* [GIVEN PASSAGE]
(begin)
CODEWITHSUNDEEP
c
redixhumayun
redixhumayun

Reputation: 1844

Why do my string values get overwritten?

I am trying to accept some values from the user and store them in a char pointer array like so:

#include <stdio.h>
#include <stdlib.h>
#include <string.h>

int main(int argc, char *argv[]) {
    char *names[3];
    char name[20];
    int i;
    for(i = 0; i < 3; i++) {
        printf("Enter your name\n");
        scanf("%s", name);
        names[i] = (char *)malloc(strlen(name));
        names[i] = &name;
        // strcpy(names[i], name);
    }
    printf("Printing the names\n");
    for(i = 0; i < 3; i++) {
        printf("%s\n", names[i]);
    }
}

However, for the following input, I get the following output

Input: Mark Drew Andrew

Output: Andrew Andrew Andrew

Why is this happening? When I use the strcpy function I have commented out instead, it seems to work fine.

Upvotes: 1

Views: 1404

Answers (7)

Usman
Usman

Reputation: 2029

The mistake is in the following line ,

names[i] = &name;

it only contact the address of the name string , but it points the last value what the user is input which means it presistant with the last value only .

You must use string copy 'strcpy()' function to copy the input 'name' string in the array of pointer string 'name'.

strcpy(name[i],&name)

Upvotes: 0

Persixty
Persixty

Reputation: 8589

The line names[i]=&name; doesn't make sense. You should be getting a compilation error and if you aren't turn on all warnings and errors on your compiler.

It doesn't make sense because names[i] is a pointer to character (char*) and &name is a pointer to a pointer to character (char** or more accurately char(*)[20]).

But changing that to names[i]=name; won't help. It makes names[i] point to the start of the array name. There is only one instance of name. So all elements of names will point to the same location (name) at the end of the loop.

Here's a version with the basic problems fixed:

#include <stdio.h>
#include <stdlib.h>
#include <string.h>

int main(int argc, char *argv[]) {
    char *names[3];
    char name[20];
    int i;
    for(i = 0; i < 3; i++) {
        printf("Enter your name\n");
        scanf("%s", name);
        names[i] = (char *)malloc(strlen(name)+1);//+1 to include NUL terminator.
        strcpy(names[i], name);//Copy name into the space allocated.
    }
    printf("Printing the names\n");
    for(i = 0; i < 3; i++) {
        printf("%s\n", names[i]);
        free(names[i]);//Release malloc'ed memory after use.
(end)
* [SUPPLIED ENTRIES]
(begin)
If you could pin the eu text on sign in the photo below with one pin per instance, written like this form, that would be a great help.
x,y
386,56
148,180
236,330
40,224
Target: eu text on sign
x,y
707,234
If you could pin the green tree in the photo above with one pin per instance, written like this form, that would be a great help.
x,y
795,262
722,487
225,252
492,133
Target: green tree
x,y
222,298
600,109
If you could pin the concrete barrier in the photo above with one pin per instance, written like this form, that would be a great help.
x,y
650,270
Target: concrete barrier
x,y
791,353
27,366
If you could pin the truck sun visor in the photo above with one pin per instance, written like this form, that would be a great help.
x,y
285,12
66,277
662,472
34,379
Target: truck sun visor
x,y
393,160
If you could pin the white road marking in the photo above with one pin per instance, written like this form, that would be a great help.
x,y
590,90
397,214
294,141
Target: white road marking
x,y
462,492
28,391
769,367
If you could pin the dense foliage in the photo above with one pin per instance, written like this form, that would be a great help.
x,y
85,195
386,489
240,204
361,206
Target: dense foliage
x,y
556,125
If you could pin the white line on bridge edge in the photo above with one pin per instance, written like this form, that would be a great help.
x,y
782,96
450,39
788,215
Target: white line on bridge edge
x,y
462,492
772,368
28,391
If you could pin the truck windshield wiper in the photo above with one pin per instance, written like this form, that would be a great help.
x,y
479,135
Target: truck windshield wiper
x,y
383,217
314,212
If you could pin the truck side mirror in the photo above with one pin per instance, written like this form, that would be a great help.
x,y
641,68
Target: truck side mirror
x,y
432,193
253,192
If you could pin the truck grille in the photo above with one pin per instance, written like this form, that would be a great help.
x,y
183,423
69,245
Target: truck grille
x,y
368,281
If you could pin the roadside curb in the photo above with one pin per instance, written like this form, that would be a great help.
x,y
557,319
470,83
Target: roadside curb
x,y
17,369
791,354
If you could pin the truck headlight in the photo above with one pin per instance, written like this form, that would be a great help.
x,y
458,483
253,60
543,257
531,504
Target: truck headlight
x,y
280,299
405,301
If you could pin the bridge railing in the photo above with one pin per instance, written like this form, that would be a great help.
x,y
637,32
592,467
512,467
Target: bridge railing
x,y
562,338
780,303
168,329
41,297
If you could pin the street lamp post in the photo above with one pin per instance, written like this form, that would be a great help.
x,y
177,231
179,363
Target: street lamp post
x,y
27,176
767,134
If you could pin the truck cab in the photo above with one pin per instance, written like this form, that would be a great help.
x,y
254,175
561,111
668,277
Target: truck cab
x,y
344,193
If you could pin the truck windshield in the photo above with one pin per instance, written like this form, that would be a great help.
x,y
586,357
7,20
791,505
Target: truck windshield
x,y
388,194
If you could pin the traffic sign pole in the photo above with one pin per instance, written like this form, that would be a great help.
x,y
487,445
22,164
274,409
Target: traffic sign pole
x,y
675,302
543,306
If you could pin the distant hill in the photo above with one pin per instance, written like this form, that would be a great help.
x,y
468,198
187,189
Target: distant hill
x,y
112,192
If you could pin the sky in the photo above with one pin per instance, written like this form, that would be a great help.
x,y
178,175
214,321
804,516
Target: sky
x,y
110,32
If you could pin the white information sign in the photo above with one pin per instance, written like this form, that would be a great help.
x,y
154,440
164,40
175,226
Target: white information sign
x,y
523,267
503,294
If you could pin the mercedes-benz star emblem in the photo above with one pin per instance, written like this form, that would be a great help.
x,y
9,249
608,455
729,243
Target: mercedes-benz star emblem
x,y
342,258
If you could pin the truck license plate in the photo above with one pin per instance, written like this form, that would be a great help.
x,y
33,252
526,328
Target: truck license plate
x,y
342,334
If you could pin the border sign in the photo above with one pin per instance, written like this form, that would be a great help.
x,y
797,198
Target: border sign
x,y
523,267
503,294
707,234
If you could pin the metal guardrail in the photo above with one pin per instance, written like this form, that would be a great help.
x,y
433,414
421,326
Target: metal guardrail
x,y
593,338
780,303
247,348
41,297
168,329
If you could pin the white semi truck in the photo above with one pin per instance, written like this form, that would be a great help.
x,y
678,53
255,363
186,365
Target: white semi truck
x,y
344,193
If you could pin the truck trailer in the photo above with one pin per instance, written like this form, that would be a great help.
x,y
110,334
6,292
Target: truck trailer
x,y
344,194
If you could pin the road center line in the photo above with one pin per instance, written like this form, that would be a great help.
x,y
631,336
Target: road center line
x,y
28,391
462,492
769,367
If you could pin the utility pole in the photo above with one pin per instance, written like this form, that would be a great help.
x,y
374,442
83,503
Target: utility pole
(end)
* [OBJECTIVE 1]
In the corrected version within the forum thread, why is 1 added to strlen(name) in the malloc call?
* [OBJECTIVE 2]
Reproduce the forum thread verbatim from "Input: Mark Drew" to "to work fine.".

* [FINAL ANSWER 1]
It makes room for the NUL terminator.

* [FINAL ANSWER 2]
Input: Mark Drew Andrew

Output: Andrew Andrew Andrew

Why is this happening? When I use the strcpy function I have commented out instead, it seems to work fine.